Source material

-- start --

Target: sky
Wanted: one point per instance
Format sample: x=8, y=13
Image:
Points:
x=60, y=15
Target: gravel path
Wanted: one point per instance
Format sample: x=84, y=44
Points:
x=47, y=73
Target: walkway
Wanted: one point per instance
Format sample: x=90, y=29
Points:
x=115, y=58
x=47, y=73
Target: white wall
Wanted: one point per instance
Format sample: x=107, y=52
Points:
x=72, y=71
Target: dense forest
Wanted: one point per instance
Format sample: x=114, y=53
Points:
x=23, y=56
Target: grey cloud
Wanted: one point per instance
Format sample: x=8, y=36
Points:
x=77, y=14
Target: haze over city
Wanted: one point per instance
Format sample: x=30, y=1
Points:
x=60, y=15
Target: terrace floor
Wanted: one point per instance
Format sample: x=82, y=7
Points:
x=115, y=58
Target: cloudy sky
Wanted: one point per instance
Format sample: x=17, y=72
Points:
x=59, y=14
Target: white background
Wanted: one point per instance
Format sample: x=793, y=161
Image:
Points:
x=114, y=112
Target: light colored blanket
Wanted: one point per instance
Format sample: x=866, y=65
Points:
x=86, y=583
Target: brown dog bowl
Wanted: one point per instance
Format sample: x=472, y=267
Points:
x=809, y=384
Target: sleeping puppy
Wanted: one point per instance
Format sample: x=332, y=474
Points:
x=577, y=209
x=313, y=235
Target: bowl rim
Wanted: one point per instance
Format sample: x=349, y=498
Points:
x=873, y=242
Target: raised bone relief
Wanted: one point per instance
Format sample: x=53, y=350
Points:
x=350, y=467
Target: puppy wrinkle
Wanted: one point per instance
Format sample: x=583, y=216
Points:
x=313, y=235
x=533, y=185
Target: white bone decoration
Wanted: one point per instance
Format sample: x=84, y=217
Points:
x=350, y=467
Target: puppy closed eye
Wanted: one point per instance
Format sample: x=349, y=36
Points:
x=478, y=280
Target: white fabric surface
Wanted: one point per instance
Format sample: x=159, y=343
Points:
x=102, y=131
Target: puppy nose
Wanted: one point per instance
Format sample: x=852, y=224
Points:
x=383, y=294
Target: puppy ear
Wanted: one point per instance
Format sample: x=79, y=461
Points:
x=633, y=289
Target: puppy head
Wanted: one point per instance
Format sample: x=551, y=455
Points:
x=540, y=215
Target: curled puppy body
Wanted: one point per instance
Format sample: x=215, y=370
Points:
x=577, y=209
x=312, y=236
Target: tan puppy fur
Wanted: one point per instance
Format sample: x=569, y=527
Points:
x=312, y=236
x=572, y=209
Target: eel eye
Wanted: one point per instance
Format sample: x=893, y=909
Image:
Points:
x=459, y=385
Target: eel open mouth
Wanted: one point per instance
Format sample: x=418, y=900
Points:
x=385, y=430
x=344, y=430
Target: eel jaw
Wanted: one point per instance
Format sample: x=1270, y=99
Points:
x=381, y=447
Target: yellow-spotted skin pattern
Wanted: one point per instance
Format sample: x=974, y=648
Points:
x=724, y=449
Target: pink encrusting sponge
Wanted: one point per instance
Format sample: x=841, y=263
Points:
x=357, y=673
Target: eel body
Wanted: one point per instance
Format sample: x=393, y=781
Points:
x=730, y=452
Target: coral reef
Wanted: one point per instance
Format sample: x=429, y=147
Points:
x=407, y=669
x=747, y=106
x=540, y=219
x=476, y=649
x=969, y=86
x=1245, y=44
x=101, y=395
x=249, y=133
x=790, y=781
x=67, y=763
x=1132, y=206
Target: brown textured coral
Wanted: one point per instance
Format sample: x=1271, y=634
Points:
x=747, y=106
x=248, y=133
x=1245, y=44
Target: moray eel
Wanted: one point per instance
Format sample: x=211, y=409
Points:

-- end --

Write out the lines above exactly as they appear, starting at the line that contains "Target: sleeping puppy" and ending at the line that contains "x=344, y=430", with both of those lines included and nothing else.

Problem solution
Target: sleeping puppy
Wanted: one point per instance
Format sample: x=332, y=474
Points:
x=577, y=209
x=313, y=235
Target: bowl rim
Wanted: one point per instance
Format sample: x=349, y=498
Points:
x=873, y=242
Target: raised bone relief
Wanted: one point per instance
Format sample: x=53, y=350
Points:
x=350, y=467
Target: puppy wrinkle
Wanted: one point per instance
Format sample: x=583, y=216
Points:
x=313, y=235
x=533, y=185
Target: white bone decoration
Wanted: one point per instance
Format sample: x=84, y=217
Points:
x=350, y=467
Target: puppy closed eye
Wanted: one point per instance
Format sample: x=349, y=36
Points:
x=478, y=280
Target: white fabric surface
Wanted: one point per instance
Format sample: x=159, y=343
Points:
x=102, y=131
Target: puppy nose
Wanted: one point per instance
Format sample: x=852, y=224
Points:
x=383, y=294
Target: puppy ear
Wanted: one point per instance
Format sample: x=79, y=461
Points:
x=633, y=289
Target: puppy head
Wanted: one point per instance
Format sample: x=551, y=455
Points:
x=540, y=215
Target: curled puppy body
Wanted: one point per instance
Format sample: x=215, y=370
Points:
x=577, y=209
x=312, y=236
Target: tan puppy fur
Wanted: one point per instance
Format sample: x=569, y=527
Points:
x=312, y=236
x=572, y=209
Target: eel eye
Wanted: one point per instance
Format sample: x=893, y=909
Image:
Points:
x=459, y=385
Target: eel open mouth
Wanted: one point per instance
Format sample: x=418, y=900
Points:
x=385, y=430
x=344, y=430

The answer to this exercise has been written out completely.